#### Text to read

Pa. Ranjith’s earlier film with Rajinikanth tottered in its politics, its slow-burner pace and compulsions to sneak in the superstar staples; Kaala gets the message and the mood right, almost.

It traces life in the slums of Dharavi; at the centre of it all is Karikalan aka Kaala (Rajinikanth), a warlord-mode patriarch who guards his chawl like a village deity, resists land sharks and takes on a mighty neta who visualises a transformed metropolis, cleaned of its filth and people on its fringes.

This is the politics of land, the politics of power it breeds, how it defines the class system, how it defines life itself.

Here, the politics is more explicit – the antagonist, Haridev Abhyankar (a terrific Nana Patekar), is white-clad and wistful of a Digital Dharavi and Pure Mumbai; the imagery is of militant nationalism and the ones who disrupt with questions are branded deshdrohis.

On Kaala’s side of the divide, there are Jai Bheem chants, a son named Lenin, a road named after Periyar. The black-and-red splash in a rousingly choreographed climax and a daring spin on the Ram-Raavan duel are all pointers to the film’s politics.

Ranjith does better here with the mix. Without steering off-course, he serves up some exhilarating Rajini moments — the actor is in fine form and the star pretty much owns the entire pre-interval block that includes an action sequence in the rain, set to a smashing music score (Santhosh Narayanan).

########

Job 1
In the Kaala review, which actor plays the antagonist Haridev Abhyankar?
Job 2
Continue the Kaala review after its last sentence.

#### Dataset section

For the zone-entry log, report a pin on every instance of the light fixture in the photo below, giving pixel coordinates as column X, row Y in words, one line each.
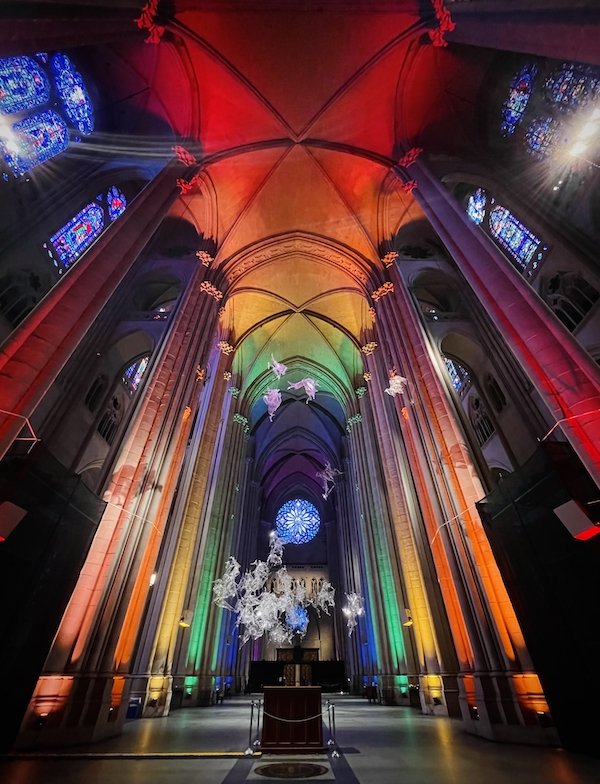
column 186, row 619
column 406, row 617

########

Right answer 1
Nana Patekar

Right answer 2
The pace is sluggish in the first half, the hip-hop mode sloganeering/songs distract and the track with Kaala’s former girlfriend (Huma Qureshi) takes time to get to the point. What holds the film together for most of its run-time is the latent tension in its build-ups and a clever use of the Rajinikanth aura.

It’s hard to look away from the fact that all this messaging is delivered through an actor-star perceived — as recent evidence suggests — to have a conformist take on protests and the enforcement of law.

That also makes Ranjith as director of a Rajinikanth production an interesting choice. Or is it, in fact, the message that Rajinikanth himself is trying to send across? “Don’t mix my films with my politics”?

Kaala reconstructs one of our last larger-than-life superheroes on screen to tell stories of real people who fight real, everyday battles for survival. In its fan-pleasing segments, the film nods to the enduring cult of Rajinikanth but what it intends is a statement of dissent from the margins of urban India, a call to rise and resist.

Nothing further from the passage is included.